--- start PROVIDED DATA ---

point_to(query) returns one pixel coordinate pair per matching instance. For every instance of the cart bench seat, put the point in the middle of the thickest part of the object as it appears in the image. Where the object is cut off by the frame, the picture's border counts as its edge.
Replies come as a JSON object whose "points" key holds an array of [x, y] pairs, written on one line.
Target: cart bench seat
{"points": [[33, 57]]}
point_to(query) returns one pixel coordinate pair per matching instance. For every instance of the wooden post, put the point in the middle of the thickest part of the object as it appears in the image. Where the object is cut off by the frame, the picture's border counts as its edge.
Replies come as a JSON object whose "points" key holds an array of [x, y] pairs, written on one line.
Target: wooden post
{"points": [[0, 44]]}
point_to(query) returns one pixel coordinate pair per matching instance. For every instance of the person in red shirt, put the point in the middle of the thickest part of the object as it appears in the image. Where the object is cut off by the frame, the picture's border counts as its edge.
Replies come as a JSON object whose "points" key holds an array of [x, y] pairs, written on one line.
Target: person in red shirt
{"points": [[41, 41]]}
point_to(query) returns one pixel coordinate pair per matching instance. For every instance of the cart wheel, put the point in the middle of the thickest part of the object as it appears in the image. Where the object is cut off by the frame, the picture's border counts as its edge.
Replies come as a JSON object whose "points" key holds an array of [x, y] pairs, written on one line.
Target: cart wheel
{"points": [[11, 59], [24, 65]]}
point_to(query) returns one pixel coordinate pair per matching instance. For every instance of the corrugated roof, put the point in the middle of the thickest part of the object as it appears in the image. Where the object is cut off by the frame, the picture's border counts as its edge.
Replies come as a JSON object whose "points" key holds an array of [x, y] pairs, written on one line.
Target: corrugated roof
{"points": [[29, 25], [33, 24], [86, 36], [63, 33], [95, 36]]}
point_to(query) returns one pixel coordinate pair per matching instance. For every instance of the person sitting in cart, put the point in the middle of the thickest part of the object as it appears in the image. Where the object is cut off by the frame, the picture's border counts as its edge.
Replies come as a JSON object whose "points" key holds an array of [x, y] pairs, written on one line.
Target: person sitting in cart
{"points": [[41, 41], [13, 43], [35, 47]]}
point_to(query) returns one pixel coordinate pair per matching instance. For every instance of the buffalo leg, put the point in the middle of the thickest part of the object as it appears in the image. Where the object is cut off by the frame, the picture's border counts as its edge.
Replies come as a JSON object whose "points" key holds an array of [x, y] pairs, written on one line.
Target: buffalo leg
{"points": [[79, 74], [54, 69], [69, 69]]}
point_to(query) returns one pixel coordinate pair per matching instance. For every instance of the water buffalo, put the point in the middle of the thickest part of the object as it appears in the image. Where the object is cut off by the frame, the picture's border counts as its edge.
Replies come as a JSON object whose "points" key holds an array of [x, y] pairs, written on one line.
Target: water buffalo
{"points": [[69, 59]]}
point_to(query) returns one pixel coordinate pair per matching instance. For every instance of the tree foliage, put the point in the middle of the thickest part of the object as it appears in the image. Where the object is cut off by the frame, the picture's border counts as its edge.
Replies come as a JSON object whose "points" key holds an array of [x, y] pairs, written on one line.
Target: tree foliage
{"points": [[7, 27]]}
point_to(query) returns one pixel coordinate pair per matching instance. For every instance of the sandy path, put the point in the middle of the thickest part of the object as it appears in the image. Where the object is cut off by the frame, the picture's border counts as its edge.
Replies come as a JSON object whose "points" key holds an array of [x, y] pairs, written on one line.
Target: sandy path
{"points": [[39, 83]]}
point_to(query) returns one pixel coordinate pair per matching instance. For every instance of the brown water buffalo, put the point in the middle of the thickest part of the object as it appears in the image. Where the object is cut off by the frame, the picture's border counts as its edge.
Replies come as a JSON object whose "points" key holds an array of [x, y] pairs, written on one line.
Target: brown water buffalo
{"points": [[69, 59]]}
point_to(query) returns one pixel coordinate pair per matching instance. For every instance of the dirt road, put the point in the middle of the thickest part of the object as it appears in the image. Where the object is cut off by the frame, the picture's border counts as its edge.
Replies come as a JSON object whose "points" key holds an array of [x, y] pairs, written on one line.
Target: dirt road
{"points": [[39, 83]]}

--- end PROVIDED DATA ---

DIRECTIONS -
Return the material exactly as it stands.

SOLUTION BELOW -
point_to(query) returns one pixel coordinate pair per matching instance. For every instance of the cart bench seat, put the point in the middle of the thickest part of the object as it appears in the image. Where the object is cut off by the frame, the picture's border counts as its edge.
Replies come as a JSON object whose "points" key holds an array of [x, y] pairs, written on one line.
Target: cart bench seat
{"points": [[33, 57]]}
point_to(query) returns one pixel coordinate pair per matching instance. For every instance of the wooden post, put the point in the middle of the thickest part of the object as it appears in the image. Where the object is cut off by the frame, the picture's border counts as its edge.
Replies come as a JSON object whose "points" key holds an array of [x, y] pairs, written on one line.
Target: wooden post
{"points": [[0, 44]]}
point_to(query) returns one pixel coordinate pair per matching instance. For every instance of the person in red shirt, put the point in the middle of the thickest part of the object as it appears in the image. Where the object is cut off by the frame, the picture's border counts as its edge.
Replies come as a JSON object whose "points" key holds an array of [x, y] pairs, written on one line.
Target: person in red shirt
{"points": [[41, 41]]}
point_to(query) returns one pixel coordinate pair per matching instance. For every instance of the cart wheel, put the point in the middle of the thickest part of the object as it appears in the image. Where the object is cut off by the frame, the picture's border counts as its edge.
Replies come as a JSON object whose "points" key holds an array of [x, y] pairs, written on one line.
Target: cart wheel
{"points": [[11, 59], [24, 65]]}
point_to(query) returns one pixel coordinate pair per matching instance. For every instance of the corrugated roof, put the point in the middle of the thickest part of the object as it appears in the image. Where the object is cut off by the frame, the picture's border counts as its edge.
Replies come as a JSON object whose "points" key holds an array of [x, y] pairs, written on one line.
Target: corrugated roof
{"points": [[29, 25], [33, 24], [86, 36], [63, 33], [95, 36]]}
point_to(query) returns one pixel coordinate pair per matching instance. For every instance of the person sitting in cart, put the point in the middle of the thickest part of the object as it appears in the image. Where the object is cut off by the frame, the picture's border counts as its edge.
Replies come as a JSON object whose "points" key holds an array of [x, y] pairs, written on one line.
Target: person sitting in cart
{"points": [[41, 41], [13, 43], [35, 47]]}
point_to(query) returns one pixel coordinate pair per matching instance. For every instance of the buffalo leg, put the point in the middle of the thickest part of the object as it appears in the image. Where the object is cut off by the frame, the picture's border counts as its edge.
Replies come as a JSON object whose "points" key holds an array of [x, y] pairs, written on one line.
Target: buffalo leg
{"points": [[79, 74], [54, 69], [69, 69]]}
point_to(query) returns one pixel coordinate pair per matching instance. For every instance of the water buffalo, put the point in the middle of the thickest part of the object as it appears in the image. Where the object is cut off by the frame, the picture's border counts as its edge.
Replies come as a JSON object whose "points" key holds an array of [x, y] pairs, written on one line.
Target: water buffalo
{"points": [[69, 59]]}
point_to(query) returns one pixel coordinate pair per matching instance. For every instance of the tree foliage, put the point in the middle of the thickest part of the object as it appears in the image. Where the object is cut off by the frame, the picture's border counts as its edge.
Replies come as a JSON object whose "points" key holds an array of [x, y] pairs, written on one line.
Target: tree foliage
{"points": [[7, 27]]}
point_to(query) returns one pixel coordinate pair per matching instance. For every instance of the sandy path, put the point in the middle of the thickest part of the object as it appears in the image. Where the object is cut off by the frame, the picture's border counts as its edge.
Replies come as a JSON object whose "points" key holds an array of [x, y] pairs, written on one line.
Target: sandy path
{"points": [[39, 83]]}
point_to(query) returns one pixel coordinate pair per matching instance. For every instance of the brown water buffalo, put the point in the middle of the thickest part of the object as it appears in the image. Where the object is cut off by the frame, the picture's border counts as its edge.
Replies come as a JSON object whose "points" key holds an array of [x, y] pairs, written on one line.
Target: brown water buffalo
{"points": [[69, 59]]}
point_to(query) returns one pixel coordinate pair per matching instance. For every instance of the dirt road, put the point in the middle of the thickest part of the object as it appears in the image. Where the object is cut off by the frame, the picture's border counts as its edge.
Replies come as a JSON object whose "points" key holds an array of [x, y] pairs, written on one line.
Target: dirt road
{"points": [[39, 83]]}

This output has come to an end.